| GIVEN PASSAGE |
◆ ◆ ◆

The equity markets broke a two-week winning streak last week with the S&P 500 and Dow Industrial indices falling more than 1.00%.
And the futures markets are suggesting a sharp decline on Monday.
Expectations for growth in the worldwide economy are coming down a bit due to the coronavirus scare.
Investors are not anticipating a global pandemic but have become more aware of the disruptions that are occurring in China and spilling over into the U.S. economy. Apple lowered its revenue guidance as it closed most of its 42 stores in China, which account for one-fifth of its total sales. We can expect to see more profit revisions from other companies.
Additionally, the Markit Services Purchasing Managers’ Index which is based on data from over 400 private sector companies, unexpectedly came in below 50 indicating economic contraction. Activity in the manufacturing sectors also weakened. This may have been linked to the coronavirus.
The economic data along with some revisions in earnings estimates will likely create stock market volatility in the coming months.
The disruption in China’s economy is sending investors to seek out the safe havens of gold and Treasuries, driving the dollar higher and the yield on the 30-year U.S. Treasury bond to an all-time low.
The yield on the benchmark ten-year Treasury note fell below the 3-month Treasury yield creating an inverted yield curve which is considered to be a recession indicator. I currently do not see any additional indicators that suggest a recession is on the horizon.
Last week we cautioned that should optimism turn more aggressive we would expect to see a pullback in the market. Most of the sentiment indicators we follow currently show a higher level of complacency.
The Investors Intelligence Advisory Services (a contrarian indicator) shows twice as many are bullish as are bearish. We are seeing other evidence of excessive investor optimism in the put/call ratios and the Ned Davis Research sentiment polls. Investors remain surprisingly bullish in the face of the coronavirus, lukewarm economic news, and earnings downgrades.
Since there is so much uncertainty surrounding the coronavirus impact on the global economy, the optimism seems to have gotten ahead of itself leaving the markets vulnerable should the virus news worsen or global economic conditions deteriorate further.
History shows that epidemic threats do not cause sustainable damage to the world economy and that the global economic rebound will likely be delayed but not derailed. This year we will begin to see the impact of the United States Mexico Canada Trade Agreement which will be a boom for agriculture, technology and manufacturing. A middle-income tax cut 2.0 is on the table for year-end which should be a huge stimulus for the U.S. economy.
Any opinions expressed herein are solely those of the author, and do not in any way represent the views or opinions of any other person or entity.

◆ ◆ ◆

Stored data entries:

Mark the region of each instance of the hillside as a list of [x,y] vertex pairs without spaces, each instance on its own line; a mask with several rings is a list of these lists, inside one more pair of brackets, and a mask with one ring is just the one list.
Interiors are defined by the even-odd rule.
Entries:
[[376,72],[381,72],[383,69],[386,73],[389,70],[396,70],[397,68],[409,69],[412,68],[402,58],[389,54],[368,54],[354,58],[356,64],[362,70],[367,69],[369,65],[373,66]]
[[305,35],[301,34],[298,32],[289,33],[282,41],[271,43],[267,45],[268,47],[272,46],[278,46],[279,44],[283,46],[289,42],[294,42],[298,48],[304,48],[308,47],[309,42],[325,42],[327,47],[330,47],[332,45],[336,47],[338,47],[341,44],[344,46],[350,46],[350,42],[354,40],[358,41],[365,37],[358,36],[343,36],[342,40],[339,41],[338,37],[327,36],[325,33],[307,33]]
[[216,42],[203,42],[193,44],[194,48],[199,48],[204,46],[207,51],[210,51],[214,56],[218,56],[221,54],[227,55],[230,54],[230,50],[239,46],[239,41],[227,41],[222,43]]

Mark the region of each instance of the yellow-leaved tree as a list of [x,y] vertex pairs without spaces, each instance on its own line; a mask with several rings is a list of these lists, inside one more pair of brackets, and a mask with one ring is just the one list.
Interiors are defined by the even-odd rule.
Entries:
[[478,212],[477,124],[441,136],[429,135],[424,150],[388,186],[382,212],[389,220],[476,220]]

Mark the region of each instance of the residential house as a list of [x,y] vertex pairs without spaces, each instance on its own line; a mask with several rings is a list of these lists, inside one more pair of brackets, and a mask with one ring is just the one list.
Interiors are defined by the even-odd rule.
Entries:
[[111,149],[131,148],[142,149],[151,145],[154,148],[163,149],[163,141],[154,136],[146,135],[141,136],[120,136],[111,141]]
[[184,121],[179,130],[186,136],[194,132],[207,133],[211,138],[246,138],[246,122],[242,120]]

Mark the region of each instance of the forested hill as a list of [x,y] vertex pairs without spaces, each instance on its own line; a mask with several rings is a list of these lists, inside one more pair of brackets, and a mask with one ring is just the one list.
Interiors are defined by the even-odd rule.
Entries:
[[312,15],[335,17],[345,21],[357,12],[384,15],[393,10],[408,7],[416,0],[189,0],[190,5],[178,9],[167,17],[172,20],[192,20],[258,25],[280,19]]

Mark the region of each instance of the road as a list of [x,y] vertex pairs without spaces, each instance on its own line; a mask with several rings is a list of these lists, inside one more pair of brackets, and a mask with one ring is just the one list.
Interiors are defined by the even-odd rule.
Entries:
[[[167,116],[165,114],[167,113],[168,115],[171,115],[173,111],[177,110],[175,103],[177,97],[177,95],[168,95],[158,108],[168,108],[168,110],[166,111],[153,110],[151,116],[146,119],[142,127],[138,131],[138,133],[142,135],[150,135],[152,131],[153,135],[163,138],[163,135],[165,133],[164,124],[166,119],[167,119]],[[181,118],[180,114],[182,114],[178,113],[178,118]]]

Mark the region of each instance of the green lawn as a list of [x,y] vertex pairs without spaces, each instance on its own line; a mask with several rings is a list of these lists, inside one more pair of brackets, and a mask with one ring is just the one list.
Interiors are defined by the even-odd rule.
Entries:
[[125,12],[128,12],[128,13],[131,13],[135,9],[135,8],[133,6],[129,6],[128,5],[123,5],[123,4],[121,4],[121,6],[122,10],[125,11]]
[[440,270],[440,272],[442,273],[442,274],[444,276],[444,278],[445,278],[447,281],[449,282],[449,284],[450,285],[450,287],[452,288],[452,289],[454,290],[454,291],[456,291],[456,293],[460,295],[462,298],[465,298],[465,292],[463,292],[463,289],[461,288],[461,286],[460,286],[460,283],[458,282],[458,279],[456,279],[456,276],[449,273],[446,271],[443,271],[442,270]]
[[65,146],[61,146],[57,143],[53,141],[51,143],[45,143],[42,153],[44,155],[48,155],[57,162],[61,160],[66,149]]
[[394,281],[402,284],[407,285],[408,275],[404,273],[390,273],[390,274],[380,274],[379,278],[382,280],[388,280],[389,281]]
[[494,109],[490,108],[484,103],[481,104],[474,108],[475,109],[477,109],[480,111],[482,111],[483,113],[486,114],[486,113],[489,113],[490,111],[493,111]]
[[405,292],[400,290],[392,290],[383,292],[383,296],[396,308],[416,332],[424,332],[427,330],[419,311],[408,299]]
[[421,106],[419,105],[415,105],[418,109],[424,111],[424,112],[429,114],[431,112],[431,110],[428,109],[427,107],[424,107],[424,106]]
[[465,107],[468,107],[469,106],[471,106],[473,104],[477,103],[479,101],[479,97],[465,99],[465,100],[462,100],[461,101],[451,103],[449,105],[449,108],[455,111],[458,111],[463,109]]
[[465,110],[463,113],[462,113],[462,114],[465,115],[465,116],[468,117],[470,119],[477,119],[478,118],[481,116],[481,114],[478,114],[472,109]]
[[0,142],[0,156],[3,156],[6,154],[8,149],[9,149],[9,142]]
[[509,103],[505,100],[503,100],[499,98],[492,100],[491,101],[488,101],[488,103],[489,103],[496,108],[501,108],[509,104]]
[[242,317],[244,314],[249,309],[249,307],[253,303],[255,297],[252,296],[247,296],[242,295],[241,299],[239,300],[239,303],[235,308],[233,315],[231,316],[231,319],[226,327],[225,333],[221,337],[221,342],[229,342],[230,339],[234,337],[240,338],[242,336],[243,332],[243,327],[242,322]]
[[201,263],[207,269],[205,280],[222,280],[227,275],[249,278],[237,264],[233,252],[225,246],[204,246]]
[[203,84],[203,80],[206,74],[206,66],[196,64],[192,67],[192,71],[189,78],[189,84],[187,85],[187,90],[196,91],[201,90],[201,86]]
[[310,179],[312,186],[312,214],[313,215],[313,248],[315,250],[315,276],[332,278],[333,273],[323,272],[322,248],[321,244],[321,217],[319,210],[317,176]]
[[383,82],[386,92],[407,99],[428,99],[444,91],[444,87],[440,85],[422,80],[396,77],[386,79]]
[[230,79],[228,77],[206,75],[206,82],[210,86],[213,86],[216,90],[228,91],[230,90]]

◆ ◆ ◆

| WHAT THE TASK REQUIRES |
Repeat the market commentary word for word, everything from "The economic data" down to "an all-time low.". The records stand apart from the text and are not connected to it.

| SOLVED EXERCISE |
The economic data along with some revisions in earnings estimates will likely create stock market volatility in the coming months.
The disruption in China’s economy is sending investors to seek out the safe havens of gold and Treasuries, driving the dollar higher and the yield on the 30-year U.S. Treasury bond to an all-time low.